• **Collected data**:
Content starts

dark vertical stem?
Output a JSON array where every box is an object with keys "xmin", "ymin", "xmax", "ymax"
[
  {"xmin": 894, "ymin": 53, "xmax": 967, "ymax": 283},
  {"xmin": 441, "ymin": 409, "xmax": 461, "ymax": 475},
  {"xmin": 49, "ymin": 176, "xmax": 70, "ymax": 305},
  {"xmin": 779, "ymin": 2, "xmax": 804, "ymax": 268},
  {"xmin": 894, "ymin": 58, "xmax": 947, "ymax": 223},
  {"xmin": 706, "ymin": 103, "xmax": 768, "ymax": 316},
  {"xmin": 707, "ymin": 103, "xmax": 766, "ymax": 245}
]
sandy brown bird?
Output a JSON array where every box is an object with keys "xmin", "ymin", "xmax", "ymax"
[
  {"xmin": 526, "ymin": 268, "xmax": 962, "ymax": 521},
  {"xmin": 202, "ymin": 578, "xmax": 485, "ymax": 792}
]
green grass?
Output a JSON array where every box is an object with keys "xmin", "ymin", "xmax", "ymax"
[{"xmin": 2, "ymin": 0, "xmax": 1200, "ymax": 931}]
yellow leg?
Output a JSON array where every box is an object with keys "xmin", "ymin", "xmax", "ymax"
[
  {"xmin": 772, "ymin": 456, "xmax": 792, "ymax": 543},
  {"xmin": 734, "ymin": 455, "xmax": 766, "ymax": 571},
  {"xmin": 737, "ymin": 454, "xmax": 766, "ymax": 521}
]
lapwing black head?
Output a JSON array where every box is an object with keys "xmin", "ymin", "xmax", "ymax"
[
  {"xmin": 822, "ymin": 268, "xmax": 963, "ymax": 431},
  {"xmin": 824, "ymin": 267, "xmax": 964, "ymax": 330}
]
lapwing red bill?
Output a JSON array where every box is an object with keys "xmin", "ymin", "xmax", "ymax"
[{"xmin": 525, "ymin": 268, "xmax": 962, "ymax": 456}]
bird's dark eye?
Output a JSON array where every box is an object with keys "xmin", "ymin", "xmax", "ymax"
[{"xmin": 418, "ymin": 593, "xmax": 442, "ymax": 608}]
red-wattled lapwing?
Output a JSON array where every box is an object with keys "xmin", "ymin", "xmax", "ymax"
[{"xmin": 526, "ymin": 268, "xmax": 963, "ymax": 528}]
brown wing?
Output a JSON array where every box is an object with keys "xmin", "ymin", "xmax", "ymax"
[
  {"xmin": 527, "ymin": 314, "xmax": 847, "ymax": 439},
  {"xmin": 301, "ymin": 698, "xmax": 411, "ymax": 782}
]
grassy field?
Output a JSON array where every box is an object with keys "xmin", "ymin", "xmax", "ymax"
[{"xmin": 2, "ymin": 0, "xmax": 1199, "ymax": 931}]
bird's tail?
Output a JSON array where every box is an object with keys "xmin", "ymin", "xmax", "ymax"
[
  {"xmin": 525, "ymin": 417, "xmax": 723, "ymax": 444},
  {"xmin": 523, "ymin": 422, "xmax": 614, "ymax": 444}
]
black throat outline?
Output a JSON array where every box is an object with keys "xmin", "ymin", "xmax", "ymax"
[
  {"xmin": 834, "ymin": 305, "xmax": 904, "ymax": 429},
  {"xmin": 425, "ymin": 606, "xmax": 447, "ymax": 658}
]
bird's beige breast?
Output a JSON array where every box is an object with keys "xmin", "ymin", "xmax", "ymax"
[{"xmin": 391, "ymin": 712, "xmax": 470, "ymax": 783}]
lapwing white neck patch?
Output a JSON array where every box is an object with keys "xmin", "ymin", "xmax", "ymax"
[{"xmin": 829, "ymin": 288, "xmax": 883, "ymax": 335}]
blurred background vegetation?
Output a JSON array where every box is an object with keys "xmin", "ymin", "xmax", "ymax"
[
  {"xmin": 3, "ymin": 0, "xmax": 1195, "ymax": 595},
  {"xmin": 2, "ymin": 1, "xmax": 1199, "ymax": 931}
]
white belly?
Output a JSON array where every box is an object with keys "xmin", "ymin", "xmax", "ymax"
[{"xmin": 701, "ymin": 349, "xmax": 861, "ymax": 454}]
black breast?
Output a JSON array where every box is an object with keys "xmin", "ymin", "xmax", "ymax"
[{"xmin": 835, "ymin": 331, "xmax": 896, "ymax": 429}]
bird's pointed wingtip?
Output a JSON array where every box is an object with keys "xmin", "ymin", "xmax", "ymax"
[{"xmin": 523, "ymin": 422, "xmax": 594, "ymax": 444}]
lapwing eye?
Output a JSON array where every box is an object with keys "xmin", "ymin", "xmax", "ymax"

Content ends

Look through the entries. Copy out each line with "white" in it.

lapwing white neck patch?
white belly?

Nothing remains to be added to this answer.